AIM OF THE EXERCISE: Could you output the lines as a Markdown table with the columns Row and Line, starting at the line that contains "Ground the parked van." and stopping after the line that contains "298, 55, 348, 116"? Number each line and leave out any blank lines.

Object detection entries
━━━

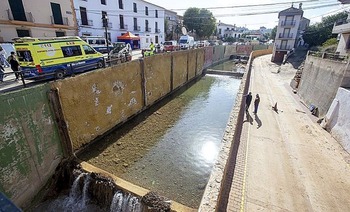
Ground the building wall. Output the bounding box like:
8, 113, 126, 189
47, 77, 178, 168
0, 84, 63, 208
0, 0, 77, 42
74, 0, 165, 44
298, 55, 350, 117
321, 88, 350, 153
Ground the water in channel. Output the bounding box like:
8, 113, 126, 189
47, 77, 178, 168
78, 75, 240, 208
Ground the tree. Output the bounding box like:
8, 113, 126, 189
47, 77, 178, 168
183, 7, 216, 39
270, 26, 277, 40
303, 12, 347, 47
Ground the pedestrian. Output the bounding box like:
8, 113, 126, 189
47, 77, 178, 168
254, 94, 260, 114
244, 92, 253, 112
0, 64, 5, 82
7, 52, 19, 81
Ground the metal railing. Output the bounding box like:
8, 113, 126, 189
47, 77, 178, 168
6, 9, 34, 22
281, 20, 296, 26
307, 51, 349, 62
119, 24, 128, 30
278, 33, 293, 38
50, 16, 69, 26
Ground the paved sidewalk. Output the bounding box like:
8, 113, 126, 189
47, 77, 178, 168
227, 55, 350, 211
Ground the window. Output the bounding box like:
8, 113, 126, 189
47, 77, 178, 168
80, 7, 88, 25
56, 31, 66, 37
17, 51, 33, 62
51, 2, 63, 25
145, 20, 149, 32
17, 29, 30, 37
83, 45, 96, 54
61, 46, 82, 57
119, 15, 124, 29
133, 3, 137, 13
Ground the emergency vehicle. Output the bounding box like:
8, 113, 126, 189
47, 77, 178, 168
14, 36, 105, 80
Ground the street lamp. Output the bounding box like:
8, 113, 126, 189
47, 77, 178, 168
102, 14, 109, 56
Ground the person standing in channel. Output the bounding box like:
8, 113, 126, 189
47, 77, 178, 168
254, 94, 260, 114
7, 52, 19, 81
244, 92, 253, 112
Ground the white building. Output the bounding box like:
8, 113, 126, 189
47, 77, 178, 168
0, 0, 77, 42
74, 0, 165, 48
216, 21, 243, 39
271, 3, 310, 62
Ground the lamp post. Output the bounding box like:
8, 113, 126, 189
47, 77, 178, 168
102, 14, 109, 56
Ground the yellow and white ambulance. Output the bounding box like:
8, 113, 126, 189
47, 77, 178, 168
14, 36, 105, 80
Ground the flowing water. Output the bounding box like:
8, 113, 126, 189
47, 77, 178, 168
78, 75, 240, 208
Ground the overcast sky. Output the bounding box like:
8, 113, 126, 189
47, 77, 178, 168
146, 0, 350, 29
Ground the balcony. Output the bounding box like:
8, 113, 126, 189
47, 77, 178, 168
50, 16, 69, 26
276, 45, 292, 51
134, 26, 141, 31
278, 33, 294, 39
78, 19, 94, 26
6, 9, 34, 22
332, 19, 350, 34
119, 24, 128, 30
280, 20, 296, 26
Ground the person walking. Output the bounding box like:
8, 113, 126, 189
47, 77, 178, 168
244, 92, 253, 112
7, 52, 19, 81
254, 94, 260, 114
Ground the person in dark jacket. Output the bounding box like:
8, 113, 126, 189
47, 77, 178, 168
244, 92, 253, 112
254, 94, 260, 113
7, 52, 19, 80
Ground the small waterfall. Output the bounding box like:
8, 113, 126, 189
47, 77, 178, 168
111, 191, 141, 212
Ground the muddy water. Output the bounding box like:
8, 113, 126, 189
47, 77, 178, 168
211, 60, 245, 72
78, 75, 240, 208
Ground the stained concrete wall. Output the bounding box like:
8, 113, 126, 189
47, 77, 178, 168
0, 84, 63, 208
52, 61, 144, 150
196, 48, 205, 76
188, 49, 198, 80
172, 51, 188, 89
144, 54, 171, 106
321, 88, 350, 153
298, 55, 349, 117
204, 46, 214, 68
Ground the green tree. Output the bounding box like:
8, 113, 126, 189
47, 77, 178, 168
183, 7, 216, 39
303, 12, 348, 47
270, 26, 277, 40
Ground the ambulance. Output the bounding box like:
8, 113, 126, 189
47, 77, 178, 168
14, 36, 105, 80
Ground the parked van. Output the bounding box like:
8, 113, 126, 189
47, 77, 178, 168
179, 35, 194, 49
81, 36, 113, 54
14, 36, 105, 79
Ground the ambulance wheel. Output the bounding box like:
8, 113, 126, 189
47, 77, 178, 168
97, 61, 105, 68
55, 70, 64, 79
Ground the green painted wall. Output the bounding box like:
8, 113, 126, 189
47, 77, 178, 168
0, 84, 63, 207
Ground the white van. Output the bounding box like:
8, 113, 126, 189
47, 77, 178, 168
179, 35, 194, 49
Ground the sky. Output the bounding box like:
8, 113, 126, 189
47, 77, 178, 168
146, 0, 350, 30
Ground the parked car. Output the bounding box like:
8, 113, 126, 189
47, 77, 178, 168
163, 40, 179, 52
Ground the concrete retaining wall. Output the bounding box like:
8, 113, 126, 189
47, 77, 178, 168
322, 88, 350, 153
0, 84, 63, 208
52, 61, 145, 150
298, 55, 348, 116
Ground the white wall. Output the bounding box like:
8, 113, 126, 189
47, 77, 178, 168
322, 88, 350, 153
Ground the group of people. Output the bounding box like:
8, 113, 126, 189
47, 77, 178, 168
244, 92, 260, 114
0, 46, 20, 82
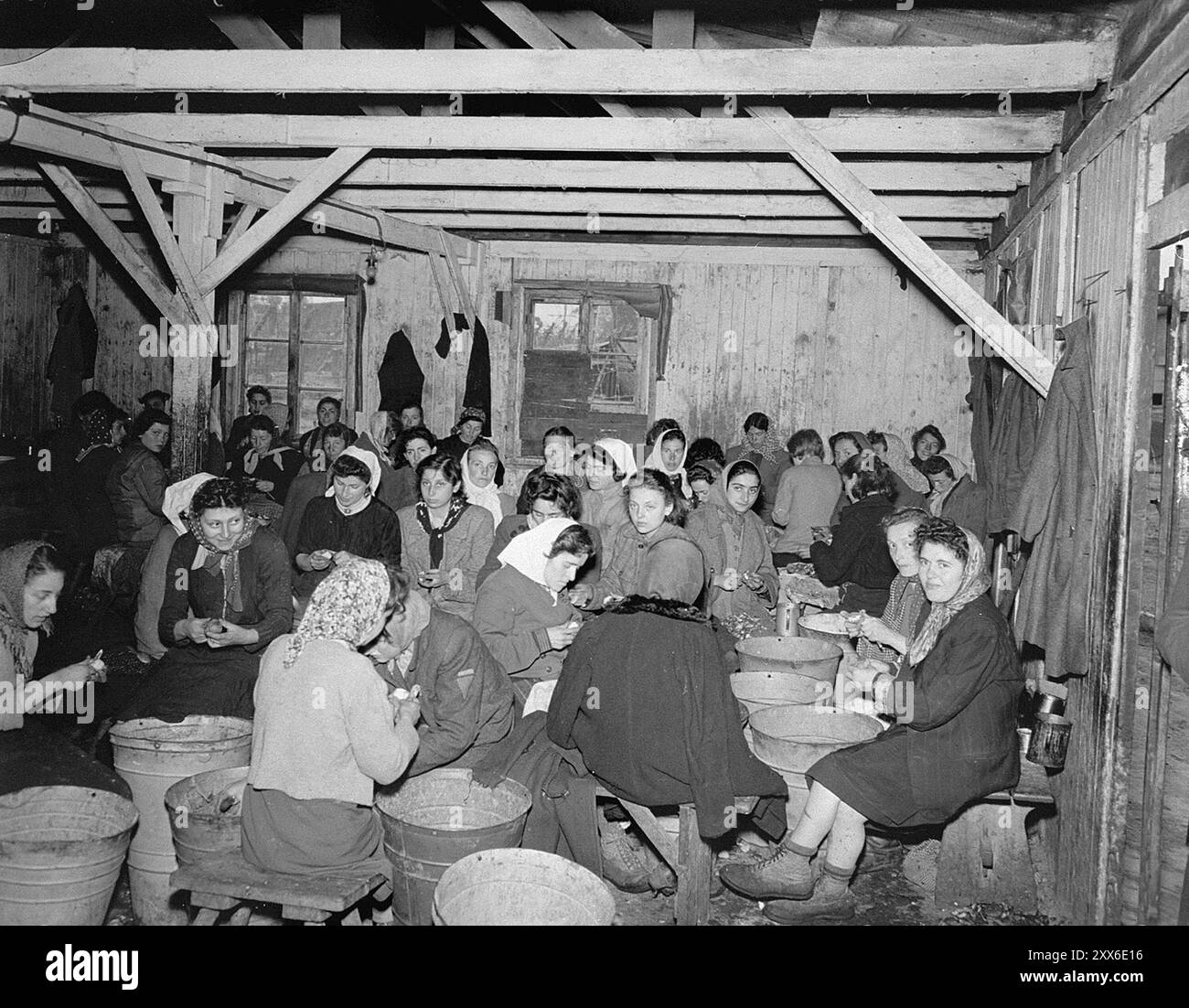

━━━

RESPONSE:
| Row | Line |
|---|---|
| 1 | Ground the parked van. Output the bounding box like: |
| 2 | 8, 113, 126, 189 |
| 3 | 47, 77, 178, 168 |
| 4 | 179, 35, 194, 49 |
| 5 | 81, 36, 113, 54 |
| 6 | 14, 36, 105, 79 |
| 7 | Ground the ambulance wheel. Output the bounding box like: |
| 8 | 8, 113, 126, 189 |
| 9 | 47, 77, 178, 168 |
| 10 | 97, 61, 105, 68 |
| 11 | 55, 70, 64, 79 |
| 12 | Ground the green painted wall. Output the bounding box like: |
| 13 | 8, 113, 126, 189 |
| 14 | 47, 77, 178, 168 |
| 15 | 0, 84, 63, 207 |
| 16 | Ground the white van. Output the bounding box like: |
| 17 | 8, 113, 126, 189 |
| 18 | 47, 77, 178, 168 |
| 19 | 179, 35, 194, 49 |
| 20 | Ground the sky. Output the bounding box like: |
| 21 | 8, 113, 126, 189 |
| 22 | 47, 77, 178, 168 |
| 23 | 146, 0, 350, 30 |
| 24 | Ground the parked car. Output the bounding box like: |
| 25 | 8, 113, 126, 189 |
| 26 | 47, 77, 178, 168 |
| 27 | 163, 40, 179, 52 |
| 28 | Ground the concrete retaining wall. Output the bounding box like: |
| 29 | 8, 113, 126, 189 |
| 30 | 47, 77, 178, 168 |
| 31 | 322, 88, 350, 153 |
| 32 | 0, 84, 63, 208 |
| 33 | 52, 61, 145, 150 |
| 34 | 298, 55, 348, 116 |